- _PROBLEM_
In the listing below, every entry should be duplicated exactly.
======== SOURCE DATA ========
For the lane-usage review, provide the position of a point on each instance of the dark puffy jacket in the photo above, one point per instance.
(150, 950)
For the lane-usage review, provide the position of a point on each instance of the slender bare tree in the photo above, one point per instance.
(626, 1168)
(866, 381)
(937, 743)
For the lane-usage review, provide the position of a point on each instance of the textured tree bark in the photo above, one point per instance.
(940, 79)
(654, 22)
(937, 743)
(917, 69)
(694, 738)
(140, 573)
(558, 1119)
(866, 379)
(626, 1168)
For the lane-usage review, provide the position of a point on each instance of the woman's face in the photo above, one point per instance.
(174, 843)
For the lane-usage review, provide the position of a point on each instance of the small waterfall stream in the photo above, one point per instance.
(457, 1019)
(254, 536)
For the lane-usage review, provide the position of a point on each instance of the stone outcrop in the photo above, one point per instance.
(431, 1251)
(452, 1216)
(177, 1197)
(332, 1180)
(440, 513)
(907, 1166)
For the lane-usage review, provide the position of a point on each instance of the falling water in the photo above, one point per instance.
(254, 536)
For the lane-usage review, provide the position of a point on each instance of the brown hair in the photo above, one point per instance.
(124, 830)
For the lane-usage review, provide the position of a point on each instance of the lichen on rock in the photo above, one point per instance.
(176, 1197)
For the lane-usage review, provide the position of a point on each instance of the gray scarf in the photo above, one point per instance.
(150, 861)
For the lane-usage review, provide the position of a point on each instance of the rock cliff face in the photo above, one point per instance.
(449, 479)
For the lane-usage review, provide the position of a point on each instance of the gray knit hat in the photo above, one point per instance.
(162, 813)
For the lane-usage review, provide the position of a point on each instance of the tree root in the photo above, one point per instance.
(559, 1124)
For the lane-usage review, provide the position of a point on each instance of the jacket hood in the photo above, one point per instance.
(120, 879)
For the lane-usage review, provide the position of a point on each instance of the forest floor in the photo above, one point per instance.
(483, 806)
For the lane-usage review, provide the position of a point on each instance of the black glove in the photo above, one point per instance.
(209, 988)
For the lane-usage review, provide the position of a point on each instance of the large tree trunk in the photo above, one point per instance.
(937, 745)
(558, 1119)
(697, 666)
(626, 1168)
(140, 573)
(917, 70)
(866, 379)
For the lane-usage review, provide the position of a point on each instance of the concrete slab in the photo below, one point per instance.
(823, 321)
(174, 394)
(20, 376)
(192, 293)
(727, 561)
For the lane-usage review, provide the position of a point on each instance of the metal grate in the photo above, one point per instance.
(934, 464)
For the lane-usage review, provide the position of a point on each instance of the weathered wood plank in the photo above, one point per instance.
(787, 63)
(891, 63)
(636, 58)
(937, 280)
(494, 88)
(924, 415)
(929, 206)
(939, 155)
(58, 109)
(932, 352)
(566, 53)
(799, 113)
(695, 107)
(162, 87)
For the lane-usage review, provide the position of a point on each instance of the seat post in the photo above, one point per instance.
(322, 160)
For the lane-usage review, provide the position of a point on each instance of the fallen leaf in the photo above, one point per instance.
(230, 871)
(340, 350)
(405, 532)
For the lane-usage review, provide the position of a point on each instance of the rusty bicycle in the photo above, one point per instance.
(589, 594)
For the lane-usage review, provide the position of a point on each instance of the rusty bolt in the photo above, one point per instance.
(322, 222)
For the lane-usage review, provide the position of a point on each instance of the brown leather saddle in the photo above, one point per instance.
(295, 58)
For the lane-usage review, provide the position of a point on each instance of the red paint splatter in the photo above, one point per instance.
========
- _ANSWER AREA_
For the lane-usage review, provide the position of a point on each instance of the dark puffy jacket in the photo above, one point per instance.
(150, 950)
For the lane-usage review, provide the position of a point on each instance of the slender bare tree in the photo above, one point per instance.
(626, 1168)
(866, 381)
(937, 743)
For the lane-usage review, provide the position of a point on each instance of the textured tree bark in the photo above, one point per instance.
(940, 79)
(654, 22)
(937, 743)
(917, 69)
(694, 738)
(140, 573)
(558, 1119)
(866, 379)
(626, 1168)
For the lane-usage review, provide the position of a point on each instance of the woman's face in the photo above, one point per instance.
(174, 843)
For the lane-usage review, provide the position of a point on each instance of the small waterfall stream in the photo above, one point per instance.
(457, 1019)
(254, 536)
For the lane-usage review, provide the position of a point on each instance of the stone outcrop in the photo above, one point per instance.
(431, 1251)
(452, 1216)
(177, 1197)
(332, 1180)
(440, 513)
(907, 1166)
For the lane-usage review, provide the position of a point on each instance of the falling water in the photo above, one point per instance.
(254, 536)
For the lane-usage review, provide the position of a point on each instance of the brown hair in the photo above, one point per instance.
(124, 830)
For the lane-usage review, provide the position of a point on each instance of the lichen on rock in the photo above, one point per instance.
(176, 1197)
For the lane-usage review, provide the position of a point on each instance of the gray scarf in the photo above, one point per instance.
(150, 861)
For the lane-usage review, provide the position of a point on each instance of the rock cliff face in the photo above, one point per instance.
(449, 479)
For the lane-usage review, provide the position of a point on each instance of the gray knit hat in the photo above, one point per instance.
(162, 813)
For the lane-usage review, provide the position of a point on each instance of the tree root in the photo above, one point per instance.
(559, 1124)
For the lane-usage review, provide the position of a point on each instance of the jacket hood in the photo above, one point per instance.
(120, 879)
For the lane-usage review, provide the position of a point on each instance of the forest floor in the photo above, one point per instance.
(483, 806)
For the lane-usage review, provide the position of a point on each instance of the black glove in the photo above, one point per instance.
(209, 988)
For the lane-usage review, provide the position of a point on each instance of the large tree trunk in the photo above, one point per instance.
(937, 745)
(558, 1119)
(697, 666)
(626, 1168)
(140, 573)
(917, 70)
(866, 379)
For the lane-usage review, provide the position of a point on each instance of the concrete slab in the photo below, one point per instance.
(823, 321)
(174, 394)
(20, 376)
(192, 293)
(727, 561)
For the lane-usage review, provide the position of a point on each instance of the metal grate in the photo above, one point per instance.
(934, 464)
For the lane-usage review, provide the position of a point on each instance of the weathered wood plank in the photo above, one point per instance.
(787, 63)
(891, 63)
(636, 58)
(937, 280)
(494, 88)
(924, 415)
(929, 206)
(939, 155)
(58, 109)
(932, 352)
(566, 53)
(799, 113)
(695, 107)
(162, 87)
For the lane-usage review, provide the position of a point on each instance of the seat post in the photo above, one point per instance.
(322, 160)
For the lane-usage review, provide the position of a point on each instance of the fallen leaf in the photo above, one point per instance.
(230, 871)
(340, 350)
(405, 532)
For the lane-usage review, provide the position of a point on each instance of the rusty bicycle in the photo above, one point per instance.
(589, 594)
For the lane-usage review, provide the position of a point on each instance of the rusty bolt in the photo above, one point per instance.
(322, 222)
For the lane-usage review, provide the position of a point on each instance of the brown leather saddle in the photo above, one point per instance.
(295, 58)
For the lane-usage review, provide the position of a point on each instance of the red paint splatter in the photo above, one point per instance.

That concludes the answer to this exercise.